((
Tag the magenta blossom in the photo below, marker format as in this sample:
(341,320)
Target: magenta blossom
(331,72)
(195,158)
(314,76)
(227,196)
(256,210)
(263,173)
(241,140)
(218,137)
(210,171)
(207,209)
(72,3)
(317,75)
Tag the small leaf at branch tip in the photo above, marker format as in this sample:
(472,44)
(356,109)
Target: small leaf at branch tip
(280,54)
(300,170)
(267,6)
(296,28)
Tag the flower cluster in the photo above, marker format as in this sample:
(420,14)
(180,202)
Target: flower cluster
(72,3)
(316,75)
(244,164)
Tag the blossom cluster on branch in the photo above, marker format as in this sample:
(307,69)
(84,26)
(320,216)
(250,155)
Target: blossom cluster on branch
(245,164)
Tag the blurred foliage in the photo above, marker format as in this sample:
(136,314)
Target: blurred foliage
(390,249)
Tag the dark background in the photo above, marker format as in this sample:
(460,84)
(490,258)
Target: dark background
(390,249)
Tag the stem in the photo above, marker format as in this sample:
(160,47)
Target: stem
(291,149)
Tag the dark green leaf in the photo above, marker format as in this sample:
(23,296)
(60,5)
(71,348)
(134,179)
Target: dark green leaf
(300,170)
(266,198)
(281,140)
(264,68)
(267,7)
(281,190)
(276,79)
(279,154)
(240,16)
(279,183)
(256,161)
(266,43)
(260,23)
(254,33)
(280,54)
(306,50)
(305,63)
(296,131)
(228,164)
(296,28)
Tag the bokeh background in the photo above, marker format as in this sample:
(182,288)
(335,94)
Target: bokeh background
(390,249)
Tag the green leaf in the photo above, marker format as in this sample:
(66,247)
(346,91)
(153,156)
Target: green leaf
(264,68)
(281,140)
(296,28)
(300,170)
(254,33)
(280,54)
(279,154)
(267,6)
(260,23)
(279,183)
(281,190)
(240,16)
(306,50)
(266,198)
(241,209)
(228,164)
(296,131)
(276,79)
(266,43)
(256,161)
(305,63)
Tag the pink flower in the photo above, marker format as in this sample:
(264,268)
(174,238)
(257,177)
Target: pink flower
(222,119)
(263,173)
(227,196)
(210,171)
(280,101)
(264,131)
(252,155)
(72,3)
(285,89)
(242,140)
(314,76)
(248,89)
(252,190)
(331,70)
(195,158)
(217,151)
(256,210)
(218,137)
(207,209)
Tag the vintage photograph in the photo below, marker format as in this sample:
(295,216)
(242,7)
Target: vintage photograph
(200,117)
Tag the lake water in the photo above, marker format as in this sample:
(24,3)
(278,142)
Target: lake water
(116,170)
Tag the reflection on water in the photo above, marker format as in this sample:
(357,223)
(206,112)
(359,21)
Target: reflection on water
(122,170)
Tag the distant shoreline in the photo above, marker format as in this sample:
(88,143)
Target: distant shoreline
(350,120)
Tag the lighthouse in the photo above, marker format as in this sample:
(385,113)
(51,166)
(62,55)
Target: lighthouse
))
#### Prompt
The answer should be exactly the lines from the one that contains "Target: vintage photograph" through the end of the entries, both ends included, and nothing besides.

#### Response
Target: vintage photograph
(200,117)
Tag the lake water in the photo above, marker format as in this sample:
(24,3)
(278,142)
Target: lake water
(116,170)
Tag the reflection on water in the photo above, marker format as in this sample:
(357,223)
(206,112)
(359,21)
Target: reflection on water
(122,170)
Tag the distant shoreline in the photo above, marker format as in this sample:
(88,143)
Target: distant shoreline
(350,120)
Tag the lighthouse in the photo above, marker format as in this sample:
(385,113)
(51,166)
(62,55)
Target: lighthouse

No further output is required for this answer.